** Фрагмент текста **
· · ·
Но на такую ревизию не было и не могло быть сколько-нибудь массового запроса. Как не было запроса на Суворова–Солонина–Соколова в качестве главных историков войны. На «реабилитацию» «власовцев». На растворение Великой Отечественной во Второй мировой. На 8 мая вместо 9-го. И прочее из этого набора.

То есть, разумеется, все это можно и нужно было изучать: и РОА, и пакт, и военные преступления. И говорить о результатах своих исследований вслух. Просто чуть скорректировав интонацию и соблюдая пропорции — понимая, где лес, а где деревья.

Новая мифология проиграла советской не только потому, что советская вдалбливалась десятилетиями, не из-за усилий Мединского и мединских. И даже не потому, что большинство разоблачителей плохо знали историю и их сочинения были полны ошибок и натяжек.

То, что мы (говорю «мы», потому что речь идет про ту страту, от которой я не привык себя отделять, про ту «среду, с которой я имел в виду сойти со сцены, и сойду») — так вот, то, что мы сочли пропагандистским конструктом, было нациеобразующим мифом. Пресловутой скрепой — только не выдуманной, а всамделишной. И даже если какие-то элементы культа победы были изобретены сравнительно недавно, как георгиевская ленточка или Бессмертный полк, они за короткий срок вошли в коллективное бессознательное и встали там как влитые, будто всегда были. Публичная история, в отличие от «истории историков», не может не считаться с такими вещами.
· · ·
(Записи из источника)
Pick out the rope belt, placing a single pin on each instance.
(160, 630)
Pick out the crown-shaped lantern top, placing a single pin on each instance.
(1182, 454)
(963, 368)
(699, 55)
· · ·
** Ваши задания **
a: Выведите без изменений часть текста о памяти о Великой Отечественной войне, начиная со слов «Новая мифология проиграла» и заканчивая словами «ошибок и натяжек.».
b: Допишите следующую часть текста о памяти о Великой Отечественной войне, начав сразу после его последнего предложения.
Эти записи взяты из другого источника.

** Ответы **
a:
Новая мифология проиграла советской не только потому, что советская вдалбливалась десятилетиями, не из-за усилий Мединского и мединских. И даже не потому, что большинство разоблачителей плохо знали историю и их сочинения были полны ошибок и натяжек.

b:
Несколько лет назад в тогда еще не запрещенном на территории РФ Фейсбуке* один из провластных комментаторов определил россиян как «людей, для которых главным событием XX века является Великая Отечественная война и которые в этой войне безусловно на стороне Красной армии». Пропаганда крайне редко говорит правду, но в этом случае такое утверждение совпадает с выводами некоторых социологических экспертиз, проведенных Марией Мацкевич, например. Возможно, именно по отношению к Великой Отечественной проходит черта, отделяющая для очень большого числа российских граждан «наших» от «не наших».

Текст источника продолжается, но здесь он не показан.